== Job A ==
In the rows further down, set down again, unchanged, every line from the one containing "wanted | a marker on every instance of the bare" to the one containing "<point>624,372</point>", including both of those lines.

-- START Text segment --

Re: HTML - i18n / NCR & charsets

From: Alain LaBont/e'/ (
Date: Wed Nov 27 1996 - 00:09:21 EST

At 18:02 26/11/96 -0800, Keld wrote:
>Misha Wolf writes:
>> If we are considering Web pages using Windows Code Pages, in which
>> illegal numeric character references have been used for characters
>> in the range 80-9F (decimal 128-159) then there will be no clash
>> with anything in Unicode as these values do not represent characters
>> in Unicode or, for that matter, in ISO 8859-X. A permissive browser
>> will simply map these to the expected characters.

-- END Text segment --

== Job B ==
From the message about HTML character sets above, extract the passage from "At 18:02 26/11/96" to "the expected characters.", word for word.

-- START Data shown --

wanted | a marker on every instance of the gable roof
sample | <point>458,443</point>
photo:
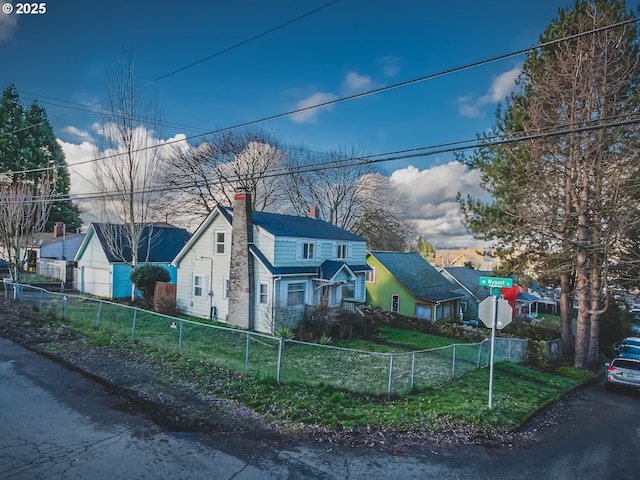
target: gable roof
<point>279,225</point>
<point>470,280</point>
<point>417,275</point>
<point>158,243</point>
<point>282,225</point>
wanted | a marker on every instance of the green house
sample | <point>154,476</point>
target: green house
<point>407,284</point>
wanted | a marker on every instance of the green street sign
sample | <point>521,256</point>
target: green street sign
<point>495,282</point>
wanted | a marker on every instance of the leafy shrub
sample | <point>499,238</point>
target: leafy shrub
<point>145,278</point>
<point>284,332</point>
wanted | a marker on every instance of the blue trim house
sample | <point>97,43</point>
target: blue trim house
<point>267,267</point>
<point>104,273</point>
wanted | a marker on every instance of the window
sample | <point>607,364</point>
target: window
<point>295,294</point>
<point>395,303</point>
<point>371,275</point>
<point>423,311</point>
<point>308,251</point>
<point>220,241</point>
<point>198,285</point>
<point>226,287</point>
<point>348,290</point>
<point>263,293</point>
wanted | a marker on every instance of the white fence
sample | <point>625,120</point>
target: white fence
<point>263,355</point>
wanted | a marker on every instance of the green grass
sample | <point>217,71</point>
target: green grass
<point>401,340</point>
<point>214,360</point>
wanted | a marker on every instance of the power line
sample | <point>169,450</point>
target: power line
<point>192,64</point>
<point>452,147</point>
<point>355,96</point>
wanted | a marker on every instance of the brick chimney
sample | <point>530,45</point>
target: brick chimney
<point>241,273</point>
<point>58,229</point>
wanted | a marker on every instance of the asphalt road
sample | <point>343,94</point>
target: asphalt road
<point>56,424</point>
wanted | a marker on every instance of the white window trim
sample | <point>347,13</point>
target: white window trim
<point>373,275</point>
<point>266,293</point>
<point>226,286</point>
<point>314,252</point>
<point>195,286</point>
<point>216,243</point>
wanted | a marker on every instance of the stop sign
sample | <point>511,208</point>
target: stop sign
<point>485,312</point>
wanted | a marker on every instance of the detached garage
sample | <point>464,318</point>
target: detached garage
<point>103,258</point>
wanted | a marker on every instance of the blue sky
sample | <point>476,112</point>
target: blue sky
<point>64,56</point>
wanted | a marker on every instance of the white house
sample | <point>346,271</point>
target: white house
<point>258,270</point>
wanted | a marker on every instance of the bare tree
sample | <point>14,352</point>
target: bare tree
<point>209,174</point>
<point>566,202</point>
<point>24,209</point>
<point>350,193</point>
<point>127,177</point>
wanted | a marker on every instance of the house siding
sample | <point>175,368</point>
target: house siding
<point>380,293</point>
<point>279,251</point>
<point>94,271</point>
<point>212,267</point>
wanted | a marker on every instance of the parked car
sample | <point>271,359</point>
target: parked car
<point>629,351</point>
<point>634,341</point>
<point>624,372</point>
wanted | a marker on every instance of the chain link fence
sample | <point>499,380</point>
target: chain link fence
<point>266,356</point>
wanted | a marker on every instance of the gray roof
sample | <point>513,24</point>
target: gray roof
<point>417,275</point>
<point>326,270</point>
<point>158,244</point>
<point>292,226</point>
<point>470,279</point>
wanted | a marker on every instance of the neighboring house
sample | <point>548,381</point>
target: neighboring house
<point>466,281</point>
<point>103,273</point>
<point>55,257</point>
<point>407,284</point>
<point>258,270</point>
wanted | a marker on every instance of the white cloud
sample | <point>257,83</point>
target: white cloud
<point>432,201</point>
<point>500,88</point>
<point>77,134</point>
<point>8,25</point>
<point>310,115</point>
<point>354,83</point>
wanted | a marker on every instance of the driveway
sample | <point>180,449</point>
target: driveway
<point>55,424</point>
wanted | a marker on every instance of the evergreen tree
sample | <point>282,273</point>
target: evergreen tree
<point>29,149</point>
<point>565,199</point>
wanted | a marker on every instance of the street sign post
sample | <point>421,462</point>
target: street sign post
<point>495,313</point>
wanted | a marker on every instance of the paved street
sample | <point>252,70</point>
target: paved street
<point>56,424</point>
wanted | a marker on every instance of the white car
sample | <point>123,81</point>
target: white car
<point>623,372</point>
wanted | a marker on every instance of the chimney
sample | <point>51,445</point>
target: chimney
<point>241,273</point>
<point>58,229</point>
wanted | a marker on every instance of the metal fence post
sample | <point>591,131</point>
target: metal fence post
<point>413,369</point>
<point>280,345</point>
<point>246,355</point>
<point>390,377</point>
<point>99,313</point>
<point>133,327</point>
<point>453,366</point>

-- END Data shown --

== Right answer A ==
wanted | a marker on every instance of the bare tree
sample | <point>14,352</point>
target: bare tree
<point>209,174</point>
<point>566,202</point>
<point>24,209</point>
<point>350,193</point>
<point>127,177</point>
wanted | a marker on every instance of the house siding
sample | <point>175,368</point>
target: house siding
<point>380,293</point>
<point>279,251</point>
<point>94,271</point>
<point>212,267</point>
wanted | a marker on every instance of the parked car
sample | <point>271,359</point>
target: parked car
<point>629,351</point>
<point>634,341</point>
<point>624,372</point>

== Right answer B ==
At 18:02 26/11/96 -0800, Keld wrote:
>Misha Wolf writes:
>> If we are considering Web pages using Windows Code Pages, in which
>> illegal numeric character references have been used for characters
>> in the range 80-9F (decimal 128-159) then there will be no clash
>> with anything in Unicode as these values do not represent characters
>> in Unicode or, for that matter, in ISO 8859-X. A permissive browser
>> will simply map these to the expected characters.